Listing:
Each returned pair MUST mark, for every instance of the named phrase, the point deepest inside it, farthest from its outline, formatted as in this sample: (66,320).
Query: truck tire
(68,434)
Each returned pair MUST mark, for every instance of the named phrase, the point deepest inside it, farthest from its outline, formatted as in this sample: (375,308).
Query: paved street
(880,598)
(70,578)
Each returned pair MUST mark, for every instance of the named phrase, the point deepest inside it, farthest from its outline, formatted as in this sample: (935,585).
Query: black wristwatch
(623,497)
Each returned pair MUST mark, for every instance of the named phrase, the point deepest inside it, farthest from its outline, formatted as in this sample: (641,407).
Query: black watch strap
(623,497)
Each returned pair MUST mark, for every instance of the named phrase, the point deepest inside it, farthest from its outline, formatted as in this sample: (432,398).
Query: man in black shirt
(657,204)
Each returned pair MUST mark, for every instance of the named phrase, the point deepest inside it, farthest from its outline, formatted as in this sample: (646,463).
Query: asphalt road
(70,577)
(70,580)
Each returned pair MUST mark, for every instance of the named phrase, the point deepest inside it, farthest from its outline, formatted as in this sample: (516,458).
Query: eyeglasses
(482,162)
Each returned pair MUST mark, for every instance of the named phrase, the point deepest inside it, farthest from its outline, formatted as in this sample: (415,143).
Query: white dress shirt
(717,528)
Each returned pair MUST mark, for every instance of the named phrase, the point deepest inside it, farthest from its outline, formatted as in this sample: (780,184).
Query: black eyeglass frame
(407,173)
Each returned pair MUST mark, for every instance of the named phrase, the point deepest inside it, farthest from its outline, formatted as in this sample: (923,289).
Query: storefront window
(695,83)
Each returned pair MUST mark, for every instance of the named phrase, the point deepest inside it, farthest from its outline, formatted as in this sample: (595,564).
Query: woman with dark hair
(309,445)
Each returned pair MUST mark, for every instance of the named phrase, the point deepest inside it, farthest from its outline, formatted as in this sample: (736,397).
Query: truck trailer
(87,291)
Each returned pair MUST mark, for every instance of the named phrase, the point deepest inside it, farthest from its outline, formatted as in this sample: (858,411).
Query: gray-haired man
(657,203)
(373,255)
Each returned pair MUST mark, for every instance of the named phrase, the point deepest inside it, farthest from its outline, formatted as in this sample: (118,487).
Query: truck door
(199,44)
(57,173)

Problem to work on:
Please format the lines from the one containing "this sample: (118,487)." through the end of the rows as a numbered list, leaving out any blank lines.

Solution:
1. Each returned pair MUST mark, for every instance of the named phrase, the point deepest inside it, farthest from its outline, formatted as in this sample: (118,487).
2. Query: truck door
3. (199,44)
4. (57,173)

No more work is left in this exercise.